PROVIDED DATA -
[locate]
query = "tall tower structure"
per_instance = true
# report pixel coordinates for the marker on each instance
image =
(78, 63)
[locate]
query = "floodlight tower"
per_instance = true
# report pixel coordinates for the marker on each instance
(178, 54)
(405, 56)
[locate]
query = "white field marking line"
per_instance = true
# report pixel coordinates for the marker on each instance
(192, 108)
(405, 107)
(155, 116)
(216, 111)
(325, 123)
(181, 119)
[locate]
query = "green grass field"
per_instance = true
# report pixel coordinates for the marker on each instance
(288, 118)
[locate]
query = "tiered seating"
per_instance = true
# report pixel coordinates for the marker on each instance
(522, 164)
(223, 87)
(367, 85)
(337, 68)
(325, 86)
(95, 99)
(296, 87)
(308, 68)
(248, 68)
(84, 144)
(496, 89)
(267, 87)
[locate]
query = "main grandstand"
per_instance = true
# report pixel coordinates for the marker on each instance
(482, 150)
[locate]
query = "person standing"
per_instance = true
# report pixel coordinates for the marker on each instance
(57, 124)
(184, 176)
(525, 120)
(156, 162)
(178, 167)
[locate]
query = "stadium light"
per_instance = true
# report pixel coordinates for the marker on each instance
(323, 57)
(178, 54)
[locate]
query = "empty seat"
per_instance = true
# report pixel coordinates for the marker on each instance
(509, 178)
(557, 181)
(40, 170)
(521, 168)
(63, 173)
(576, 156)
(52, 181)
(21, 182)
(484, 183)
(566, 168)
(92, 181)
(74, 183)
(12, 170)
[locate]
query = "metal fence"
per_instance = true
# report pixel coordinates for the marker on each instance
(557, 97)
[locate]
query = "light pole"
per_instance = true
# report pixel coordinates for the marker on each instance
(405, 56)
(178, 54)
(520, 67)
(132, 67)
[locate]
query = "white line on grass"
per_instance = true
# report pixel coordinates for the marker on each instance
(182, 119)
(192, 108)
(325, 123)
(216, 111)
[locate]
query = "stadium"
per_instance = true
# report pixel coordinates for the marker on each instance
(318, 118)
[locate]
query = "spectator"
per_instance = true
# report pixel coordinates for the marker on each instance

PROBLEM -
The material above should be given again in full, exactly.

RESULT OF THE EXERCISE -
[locate]
query = "tall tower structure"
per_instance = true
# report pixel coordinates for the marker on each instance
image =
(78, 63)
[locate]
query = "floodlight tower"
per_instance = true
# report pixel coordinates for the marker on each instance
(178, 54)
(405, 56)
[locate]
query = "white field marking line"
per_instance = true
# report pixel coordinates for the marker on each instance
(192, 108)
(405, 107)
(155, 116)
(216, 111)
(325, 123)
(181, 119)
[locate]
query = "green grass field"
per_instance = true
# report pixel coordinates for the marker on each instance
(288, 118)
[locate]
query = "tiered seating"
per_instance = true
# report pixel coordinates for the marker on each instance
(522, 164)
(223, 87)
(367, 85)
(337, 68)
(325, 86)
(95, 99)
(296, 87)
(308, 68)
(248, 68)
(84, 144)
(496, 89)
(267, 87)
[locate]
query = "main grandstand"
per_instance = true
# report pixel coordinates for the marker on each instance
(482, 150)
[locate]
query = "person standing"
per_instance = true
# report pixel coordinates for the marker on each instance
(57, 124)
(184, 176)
(525, 120)
(156, 162)
(178, 167)
[locate]
query = "stadium light"
per_instance = true
# report pixel coordinates for the marker on each instance
(323, 57)
(178, 54)
[locate]
query = "empty seat"
per_instance = true
# report pixel coordinates for the marker on each instance
(509, 178)
(557, 181)
(40, 170)
(521, 168)
(63, 173)
(576, 156)
(52, 181)
(21, 182)
(484, 183)
(566, 168)
(92, 181)
(74, 183)
(12, 170)
[locate]
query = "metal fence"
per_instance = true
# report pixel coordinates for the marker on each instance
(557, 97)
[locate]
query = "light pole"
per_instance = true
# report pixel coordinates for the marker on each instance
(405, 56)
(178, 54)
(520, 67)
(132, 67)
[locate]
query = "white line on grass"
per_instance = true
# report pixel coordinates for the marker on each instance
(182, 119)
(192, 108)
(325, 123)
(216, 111)
[locate]
query = "stadium"
per_instance = true
# report pixel coordinates for the marker on each instance
(318, 118)
[locate]
query = "spectator"
per_instance = true
# report pixel coordinates for the marker on each instance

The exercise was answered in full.